Mein viertes Sternenkind hieß Melek. Ich lernte sie während unsers Aufenthalts auf Czerny im Dezember 2011 kennen. Melek war fünf Jahre alt und litt bereits an den Folgen eines postoperativem Schlaganfalls. Dennoch stand sie kurz vor der Entlassung. Am Montag den 12.12. sollte sie mit ihrer Mutter nach Hause gehen. Am Samstag den 10.12. hatte Stefan Geburtstag und wir bekamen Besuch von seiner Verwandschaft. Kurz vor dem Kaffee trinken, gingen Stefan und ich noch mal kurz in die Stadt um etwa Luft zu schnappen. Als wir wieder kamen, teilte uns die Mutter von Emils Zimmergenossen Robert – Melanie – mit, dass es einen Notfall gegeben habe, so sei Melek kurz vorher in ihrem Bett kollabiert, habe die Augen verdreht und gekrampft. Sie war sofort auf Intensiv gebracht worden. Die Geschichte ließ mich den Rest des Tages nicht mehr los. Zwei Tage später bekam Emil einen Schrittmacher implantiert. Während wir auf der Intensivstation warteten um zu ihm zu dürfen, kam Meleks Mutter rein. Sie stand offensichtlich unter starken Beruhigungsmitteln, schaffte es nicht alleine sich die Jacke aus und den Krankenhauskittel anzuziehen. Es war schrecklich. Sie tat mir so unsagbar leid. Nachdem sie kurz bei Melek gewesen war, taumelte sie erneut ins Elternzimmer. Sie sah mich an und sagte: „lass dein Kind niemals los, es kann so schnell etwas passieren. Lass es nie los.“ Diese Situation hat sich für ewig in mein Gedächtnis gebrannt. Emil kam einen Tag später wieder hoch auf Czerny und ich sah Melek und ihre Mutter nie wieder. Monate später erfuhr ich bei einer Kontrolluntersuchung von Andrea, der Erzieherin von Czerny, dass Melek im Sommer gestorben war. Ich werde auch dieses kleine tapfere Mädchen niemals vergessen!

Aufgabe: Listen Sie alle Personen auf, die im Text über Melek mit ihrem Vornamen genannt werden.

Datensatzeinträge:
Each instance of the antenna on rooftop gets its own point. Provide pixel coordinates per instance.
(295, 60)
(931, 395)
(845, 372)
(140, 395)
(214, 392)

Lösung:
- Melek
- Stefan
- Emil
- Robert
- Melanie
- Andrea